─── The data
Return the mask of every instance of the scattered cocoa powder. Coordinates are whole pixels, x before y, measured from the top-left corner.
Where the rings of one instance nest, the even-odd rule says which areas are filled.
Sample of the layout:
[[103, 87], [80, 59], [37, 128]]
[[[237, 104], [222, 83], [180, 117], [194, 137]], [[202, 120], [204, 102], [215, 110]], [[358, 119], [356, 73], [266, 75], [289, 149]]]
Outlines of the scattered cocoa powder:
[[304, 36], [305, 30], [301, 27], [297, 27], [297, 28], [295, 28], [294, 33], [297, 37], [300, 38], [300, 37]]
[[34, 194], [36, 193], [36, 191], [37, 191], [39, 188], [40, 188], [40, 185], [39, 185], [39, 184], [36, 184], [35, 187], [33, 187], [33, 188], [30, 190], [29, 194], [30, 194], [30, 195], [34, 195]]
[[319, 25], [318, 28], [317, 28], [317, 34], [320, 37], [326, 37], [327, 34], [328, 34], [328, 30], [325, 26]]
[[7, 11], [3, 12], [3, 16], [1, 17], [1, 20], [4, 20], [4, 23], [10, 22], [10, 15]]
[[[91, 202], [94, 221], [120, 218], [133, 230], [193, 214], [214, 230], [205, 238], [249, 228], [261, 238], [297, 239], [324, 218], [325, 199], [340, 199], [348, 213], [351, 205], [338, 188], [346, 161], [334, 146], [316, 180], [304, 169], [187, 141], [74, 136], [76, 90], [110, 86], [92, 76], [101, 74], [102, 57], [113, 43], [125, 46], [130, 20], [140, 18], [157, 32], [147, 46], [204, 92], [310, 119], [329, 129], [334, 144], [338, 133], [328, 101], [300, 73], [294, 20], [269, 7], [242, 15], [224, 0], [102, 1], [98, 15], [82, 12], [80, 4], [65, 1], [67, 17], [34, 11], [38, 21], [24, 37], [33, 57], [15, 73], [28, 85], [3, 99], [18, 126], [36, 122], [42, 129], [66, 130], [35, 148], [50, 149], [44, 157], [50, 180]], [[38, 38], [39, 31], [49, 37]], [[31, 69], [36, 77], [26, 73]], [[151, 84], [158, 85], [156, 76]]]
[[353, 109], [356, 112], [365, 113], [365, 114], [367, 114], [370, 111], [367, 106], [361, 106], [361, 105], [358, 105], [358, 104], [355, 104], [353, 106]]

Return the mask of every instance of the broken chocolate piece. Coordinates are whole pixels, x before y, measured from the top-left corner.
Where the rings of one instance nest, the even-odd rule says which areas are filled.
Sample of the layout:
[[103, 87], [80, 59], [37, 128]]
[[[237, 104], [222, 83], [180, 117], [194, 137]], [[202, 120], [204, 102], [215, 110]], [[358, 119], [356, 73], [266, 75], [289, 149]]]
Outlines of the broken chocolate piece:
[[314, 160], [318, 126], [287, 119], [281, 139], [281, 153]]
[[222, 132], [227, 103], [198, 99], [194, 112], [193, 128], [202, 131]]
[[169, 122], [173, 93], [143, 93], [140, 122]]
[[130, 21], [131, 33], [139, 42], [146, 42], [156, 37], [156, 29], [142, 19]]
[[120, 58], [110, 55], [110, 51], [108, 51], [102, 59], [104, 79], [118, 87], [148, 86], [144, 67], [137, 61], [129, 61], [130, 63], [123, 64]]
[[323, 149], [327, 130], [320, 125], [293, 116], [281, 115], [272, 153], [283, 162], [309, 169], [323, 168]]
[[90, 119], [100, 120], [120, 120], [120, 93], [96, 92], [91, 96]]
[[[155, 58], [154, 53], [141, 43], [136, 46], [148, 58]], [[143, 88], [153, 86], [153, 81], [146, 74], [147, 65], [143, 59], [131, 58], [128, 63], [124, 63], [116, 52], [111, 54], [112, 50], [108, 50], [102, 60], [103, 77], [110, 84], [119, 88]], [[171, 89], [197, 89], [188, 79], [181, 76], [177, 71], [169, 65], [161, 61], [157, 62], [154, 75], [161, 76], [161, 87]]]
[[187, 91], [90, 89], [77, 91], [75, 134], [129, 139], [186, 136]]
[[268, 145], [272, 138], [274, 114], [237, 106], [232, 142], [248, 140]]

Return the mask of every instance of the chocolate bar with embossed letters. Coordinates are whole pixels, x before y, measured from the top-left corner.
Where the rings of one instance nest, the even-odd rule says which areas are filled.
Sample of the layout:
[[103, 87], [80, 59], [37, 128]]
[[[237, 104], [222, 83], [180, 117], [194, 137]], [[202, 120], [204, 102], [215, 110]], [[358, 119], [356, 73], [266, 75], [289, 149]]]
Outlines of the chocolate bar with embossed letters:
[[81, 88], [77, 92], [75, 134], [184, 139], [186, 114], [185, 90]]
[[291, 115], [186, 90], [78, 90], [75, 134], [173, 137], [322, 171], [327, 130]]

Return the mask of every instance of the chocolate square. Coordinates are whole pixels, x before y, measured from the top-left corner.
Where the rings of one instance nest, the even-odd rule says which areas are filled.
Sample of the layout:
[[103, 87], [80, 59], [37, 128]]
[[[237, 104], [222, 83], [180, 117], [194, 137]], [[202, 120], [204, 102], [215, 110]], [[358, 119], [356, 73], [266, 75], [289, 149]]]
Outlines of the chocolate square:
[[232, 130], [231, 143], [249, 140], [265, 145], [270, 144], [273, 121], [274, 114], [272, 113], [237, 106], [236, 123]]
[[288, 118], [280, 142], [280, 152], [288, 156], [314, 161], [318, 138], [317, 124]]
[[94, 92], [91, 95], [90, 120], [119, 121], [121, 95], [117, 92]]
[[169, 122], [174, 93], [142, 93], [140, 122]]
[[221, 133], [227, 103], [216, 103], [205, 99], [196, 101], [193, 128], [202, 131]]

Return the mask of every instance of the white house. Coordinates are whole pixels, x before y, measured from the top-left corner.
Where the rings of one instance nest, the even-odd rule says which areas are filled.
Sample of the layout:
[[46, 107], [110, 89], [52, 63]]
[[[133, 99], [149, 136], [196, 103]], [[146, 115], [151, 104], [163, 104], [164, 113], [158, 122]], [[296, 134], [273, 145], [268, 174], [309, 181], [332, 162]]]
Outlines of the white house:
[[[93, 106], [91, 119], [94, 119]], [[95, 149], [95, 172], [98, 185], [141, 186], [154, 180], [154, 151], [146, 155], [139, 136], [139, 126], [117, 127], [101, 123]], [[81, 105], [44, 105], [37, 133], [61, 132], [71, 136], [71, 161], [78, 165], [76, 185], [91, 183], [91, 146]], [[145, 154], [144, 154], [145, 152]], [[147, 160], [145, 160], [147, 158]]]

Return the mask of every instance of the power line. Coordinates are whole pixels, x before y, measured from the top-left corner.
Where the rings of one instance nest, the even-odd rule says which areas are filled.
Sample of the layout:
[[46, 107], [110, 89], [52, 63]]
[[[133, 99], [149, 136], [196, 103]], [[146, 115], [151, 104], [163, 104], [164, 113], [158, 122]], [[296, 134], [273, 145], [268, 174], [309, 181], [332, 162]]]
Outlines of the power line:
──────
» **Task directions**
Every entry must be quoted exactly as it appears above.

» **Solved exercise**
Return the mask of every instance of the scattered cocoa powder. Coordinates are whole pixels, x before y, measured from the top-left corner.
Where the rings of one instance nest, the even-odd rule says which areas are filled.
Sample of the layout:
[[103, 87], [80, 59], [37, 128]]
[[[237, 104], [222, 83], [180, 117], [194, 137]], [[202, 120], [204, 102], [215, 110]], [[358, 119], [356, 73], [266, 75], [289, 149]]]
Outlines of the scattered cocoa powder:
[[304, 36], [305, 30], [301, 27], [297, 27], [297, 28], [295, 28], [294, 33], [297, 37], [300, 38], [300, 37]]
[[34, 194], [36, 193], [36, 191], [37, 191], [39, 188], [40, 188], [40, 185], [39, 185], [39, 184], [36, 184], [35, 187], [33, 187], [33, 188], [30, 190], [29, 194], [30, 194], [30, 195], [34, 195]]
[[319, 25], [318, 28], [317, 28], [317, 34], [320, 37], [326, 37], [327, 34], [328, 34], [328, 30], [325, 26]]
[[7, 11], [3, 12], [3, 16], [1, 17], [1, 20], [4, 20], [4, 23], [10, 22], [10, 15]]
[[[91, 202], [94, 221], [120, 218], [133, 230], [193, 214], [214, 230], [205, 238], [249, 228], [261, 238], [297, 239], [324, 218], [325, 199], [340, 199], [348, 213], [351, 205], [338, 188], [346, 161], [334, 146], [316, 180], [304, 169], [187, 141], [74, 136], [76, 90], [110, 86], [92, 76], [101, 74], [102, 57], [113, 43], [125, 46], [130, 20], [140, 18], [157, 32], [147, 46], [204, 92], [310, 119], [329, 129], [334, 144], [338, 133], [328, 101], [300, 73], [294, 20], [269, 7], [242, 15], [224, 0], [102, 1], [98, 15], [82, 12], [80, 4], [65, 1], [67, 17], [34, 11], [38, 21], [24, 37], [33, 57], [15, 73], [28, 85], [3, 99], [18, 126], [36, 122], [42, 129], [66, 130], [35, 148], [50, 149], [44, 157], [50, 180]], [[38, 38], [39, 31], [49, 37]], [[31, 69], [36, 77], [26, 73]], [[151, 84], [158, 85], [156, 76]]]
[[353, 109], [356, 112], [365, 113], [365, 114], [367, 114], [370, 111], [367, 106], [361, 106], [361, 105], [358, 105], [358, 104], [355, 104], [353, 106]]

Return the mask of every instance of the broken chocolate piece. Coordinates are whole pixels, x before y, measured from the top-left corner.
Where the rings of one instance nest, the even-odd rule says which areas are filled.
Sample of the layout:
[[103, 87], [80, 59], [37, 128]]
[[[237, 104], [222, 83], [180, 117], [194, 137]], [[202, 120], [204, 102], [215, 110]], [[358, 119], [356, 73], [266, 75], [289, 149]]]
Outlines of the broken chocolate piece:
[[314, 160], [318, 126], [287, 119], [281, 139], [281, 153]]
[[222, 132], [227, 103], [198, 99], [194, 112], [193, 128], [202, 131]]
[[169, 122], [173, 93], [143, 93], [140, 122]]
[[130, 21], [131, 33], [139, 42], [146, 42], [156, 37], [156, 29], [142, 19]]
[[120, 58], [110, 55], [110, 51], [108, 51], [102, 59], [104, 79], [118, 87], [148, 86], [144, 67], [137, 61], [129, 61], [130, 63], [123, 64]]
[[323, 149], [327, 130], [320, 125], [293, 116], [281, 115], [272, 153], [283, 162], [309, 169], [323, 168]]
[[90, 119], [100, 120], [120, 120], [120, 93], [96, 92], [91, 96]]
[[[155, 58], [154, 53], [141, 43], [136, 46], [148, 58]], [[143, 88], [153, 86], [153, 81], [146, 74], [147, 65], [143, 59], [131, 58], [128, 63], [124, 63], [116, 52], [111, 54], [112, 50], [108, 50], [102, 60], [103, 77], [110, 84], [119, 88]], [[171, 89], [197, 89], [188, 79], [181, 76], [177, 71], [169, 65], [161, 61], [157, 62], [154, 75], [161, 76], [161, 87]]]
[[187, 91], [90, 89], [77, 91], [75, 134], [129, 139], [186, 136]]
[[268, 145], [272, 138], [274, 114], [237, 106], [232, 142], [248, 140]]

Return the mask of every instance of the chocolate bar with embossed letters. Coordinates are whole pixels, x before y, measured from the top-left corner.
Where the rings of one instance nest, the even-odd rule says which areas are filled.
Sample of the layout:
[[103, 87], [80, 59], [37, 128]]
[[[237, 104], [222, 83], [180, 117], [194, 137]], [[202, 120], [204, 102], [215, 110]], [[358, 119], [356, 73], [266, 75], [289, 149]]]
Outlines of the chocolate bar with embossed letters:
[[81, 88], [77, 92], [75, 134], [184, 139], [186, 114], [185, 90]]
[[291, 115], [186, 90], [78, 90], [75, 134], [173, 137], [322, 171], [327, 130]]

Return the mask of every instance of the chocolate square. Coordinates are whole pixels, x before y, measured from the top-left corner.
Where the rings of one instance nest, the even-odd rule says which areas are filled.
Sample of the layout:
[[103, 87], [80, 59], [37, 128]]
[[[237, 104], [222, 83], [180, 117], [194, 137]], [[202, 120], [204, 102], [215, 110]], [[358, 119], [356, 73], [266, 75], [289, 149]]]
Outlines of the chocolate square:
[[232, 130], [231, 143], [249, 140], [265, 145], [270, 144], [273, 121], [274, 114], [272, 113], [237, 106], [236, 123]]
[[288, 118], [280, 142], [280, 152], [288, 156], [314, 161], [318, 138], [317, 124]]
[[94, 92], [91, 95], [90, 120], [119, 121], [121, 95], [117, 92]]
[[169, 122], [174, 93], [142, 93], [140, 122]]
[[221, 133], [227, 103], [216, 103], [205, 99], [196, 101], [193, 128], [202, 131]]

Return the mask of every instance of the white house. Coordinates are whole pixels, x before y, measured from the top-left corner.
Where the rings of one instance nest, the even-odd rule says which areas are filled.
Sample of the layout:
[[46, 107], [110, 89], [52, 63]]
[[[133, 99], [149, 136], [196, 103]], [[146, 115], [151, 104], [163, 104], [164, 113], [158, 122]], [[296, 134], [273, 145], [268, 174], [309, 181], [332, 162]]]
Outlines of the white house:
[[[93, 106], [91, 119], [94, 119]], [[95, 149], [95, 172], [98, 185], [141, 186], [154, 180], [154, 151], [146, 155], [139, 136], [139, 126], [117, 127], [101, 123]], [[81, 105], [44, 105], [37, 133], [61, 132], [71, 136], [71, 161], [78, 165], [76, 185], [91, 183], [91, 146]], [[145, 154], [144, 154], [145, 152]], [[147, 160], [145, 160], [147, 158]]]

Return the mask of every instance of the power line. Coordinates are whole pixels, x before y, measured from the top-left corner.
Where the rings of one instance nest, the even-odd rule says which areas are filled.
Sample of the layout:
[[46, 107], [110, 89], [52, 63]]
[[[133, 99], [149, 136], [196, 103]], [[146, 115], [151, 104], [163, 104], [164, 113], [158, 122]], [[296, 134], [273, 145], [268, 174], [309, 181], [332, 162]]]
Outlines of the power line:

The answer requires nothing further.